- _DIRECTIONS_
Format everything from the line containing "Where can you find the iron" down to the end of the material below as a Markdown table with the columns No. and Line, one numbered row per line. Skip blank lines and leave the pictures out.

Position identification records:
[START]

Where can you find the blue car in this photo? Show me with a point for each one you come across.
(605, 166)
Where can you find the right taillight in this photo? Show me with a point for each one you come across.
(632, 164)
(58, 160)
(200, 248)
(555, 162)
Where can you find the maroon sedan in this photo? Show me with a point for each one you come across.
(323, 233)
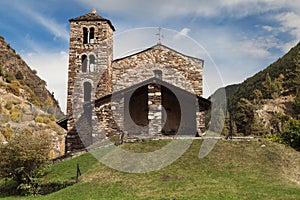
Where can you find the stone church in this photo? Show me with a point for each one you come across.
(153, 93)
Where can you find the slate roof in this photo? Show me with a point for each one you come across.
(92, 16)
(157, 46)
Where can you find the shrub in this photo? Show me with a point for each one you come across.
(291, 133)
(19, 75)
(14, 88)
(46, 120)
(1, 71)
(39, 119)
(7, 132)
(22, 159)
(9, 77)
(15, 115)
(9, 105)
(52, 118)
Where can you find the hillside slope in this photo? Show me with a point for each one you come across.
(256, 169)
(25, 103)
(264, 102)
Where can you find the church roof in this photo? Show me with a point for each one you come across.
(158, 46)
(92, 16)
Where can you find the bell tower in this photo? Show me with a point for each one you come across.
(90, 57)
(90, 60)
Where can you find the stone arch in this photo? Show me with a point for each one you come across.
(85, 35)
(84, 63)
(92, 62)
(92, 35)
(87, 91)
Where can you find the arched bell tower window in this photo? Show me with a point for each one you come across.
(85, 35)
(87, 86)
(92, 35)
(84, 63)
(92, 63)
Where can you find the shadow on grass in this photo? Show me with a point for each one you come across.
(9, 187)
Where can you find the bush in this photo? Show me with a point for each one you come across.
(23, 158)
(9, 77)
(291, 133)
(1, 71)
(39, 119)
(19, 75)
(14, 88)
(9, 105)
(15, 115)
(46, 120)
(7, 132)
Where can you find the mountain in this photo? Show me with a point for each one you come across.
(264, 102)
(26, 104)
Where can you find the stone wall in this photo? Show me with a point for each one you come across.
(101, 48)
(177, 69)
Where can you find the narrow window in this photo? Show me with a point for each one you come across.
(85, 35)
(92, 63)
(84, 63)
(87, 86)
(92, 35)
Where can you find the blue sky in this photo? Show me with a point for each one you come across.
(240, 37)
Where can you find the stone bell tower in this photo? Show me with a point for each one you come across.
(90, 60)
(90, 57)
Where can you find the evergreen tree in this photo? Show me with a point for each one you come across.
(269, 87)
(244, 116)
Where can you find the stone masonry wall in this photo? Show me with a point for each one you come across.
(177, 69)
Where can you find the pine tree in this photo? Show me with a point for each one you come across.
(244, 116)
(269, 87)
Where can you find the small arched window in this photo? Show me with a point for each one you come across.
(85, 35)
(84, 63)
(87, 86)
(92, 63)
(92, 35)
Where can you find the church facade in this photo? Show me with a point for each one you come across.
(152, 93)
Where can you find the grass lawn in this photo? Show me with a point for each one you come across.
(233, 170)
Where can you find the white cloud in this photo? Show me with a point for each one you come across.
(58, 30)
(268, 28)
(53, 68)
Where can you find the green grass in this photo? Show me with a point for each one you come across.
(233, 170)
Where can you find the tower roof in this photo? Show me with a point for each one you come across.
(92, 16)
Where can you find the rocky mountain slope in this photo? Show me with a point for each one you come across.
(264, 102)
(25, 102)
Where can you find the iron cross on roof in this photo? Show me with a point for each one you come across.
(160, 36)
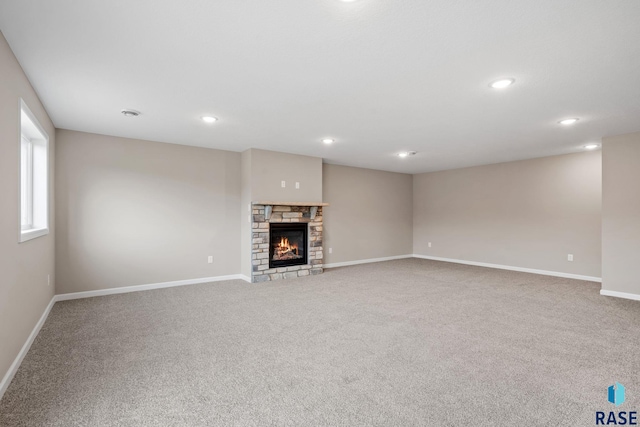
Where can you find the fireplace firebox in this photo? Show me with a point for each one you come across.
(288, 244)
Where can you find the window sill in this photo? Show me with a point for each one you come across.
(32, 234)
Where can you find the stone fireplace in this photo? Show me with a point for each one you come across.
(286, 240)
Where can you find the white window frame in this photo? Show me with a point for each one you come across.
(34, 176)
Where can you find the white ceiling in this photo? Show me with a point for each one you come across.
(379, 76)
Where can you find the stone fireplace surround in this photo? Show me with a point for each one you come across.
(264, 213)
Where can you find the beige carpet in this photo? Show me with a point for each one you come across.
(400, 343)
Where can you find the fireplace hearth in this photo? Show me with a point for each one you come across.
(288, 244)
(286, 240)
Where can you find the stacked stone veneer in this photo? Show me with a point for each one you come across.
(260, 271)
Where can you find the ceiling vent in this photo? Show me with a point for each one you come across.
(130, 113)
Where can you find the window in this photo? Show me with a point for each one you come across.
(34, 185)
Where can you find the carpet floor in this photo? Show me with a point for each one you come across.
(401, 343)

[END]

- _SOLVED PROBLEM_
| No. | Line |
|---|---|
| 1 | Where can you find the iron cross on roof in this photo? Show me with a point for each one you come across. |
| 2 | (160, 36) |
| 3 | Where can you find the fireplace firebox in this photo? Show me with a point for each one you come across. |
| 4 | (288, 244) |
| 5 | Where can you find the window sill in this photo? Show me with a point for each one you come across. |
| 6 | (32, 234) |
| 7 | Where can you find the stone fireplace in this photo? Show me with a point for each one you come across. |
| 8 | (286, 240) |
| 9 | Where can you find the white window frame in this photo? Show me with a point for each one you come across. |
| 10 | (34, 176) |
| 11 | Where can you find the white ceiling in this photo? Show me with a point for each one you come across. |
| 12 | (379, 76) |
| 13 | Where can you find the stone fireplace surround in this photo? Show me with a point for each one you come across. |
| 14 | (264, 213) |
| 15 | Where can you find the beige carpet in this photo? Show me with a point for each one you come across. |
| 16 | (400, 343) |
| 17 | Where can you find the fireplace hearth in this photo? Show me with a point for each one you come across. |
| 18 | (288, 244) |
| 19 | (286, 240) |
| 20 | Where can you find the stacked stone veneer in this photo? Show me with a point for each one you come across. |
| 21 | (260, 271) |
| 22 | Where can you find the ceiling vent in this photo? Show me with a point for each one you come across. |
| 23 | (130, 113) |
| 24 | Where can you find the window in this photo? Show me with a point for each one you come across. |
| 25 | (34, 185) |
| 26 | Where can you find the carpet floor in this photo? Show me with a point for each one you come across. |
| 27 | (401, 343) |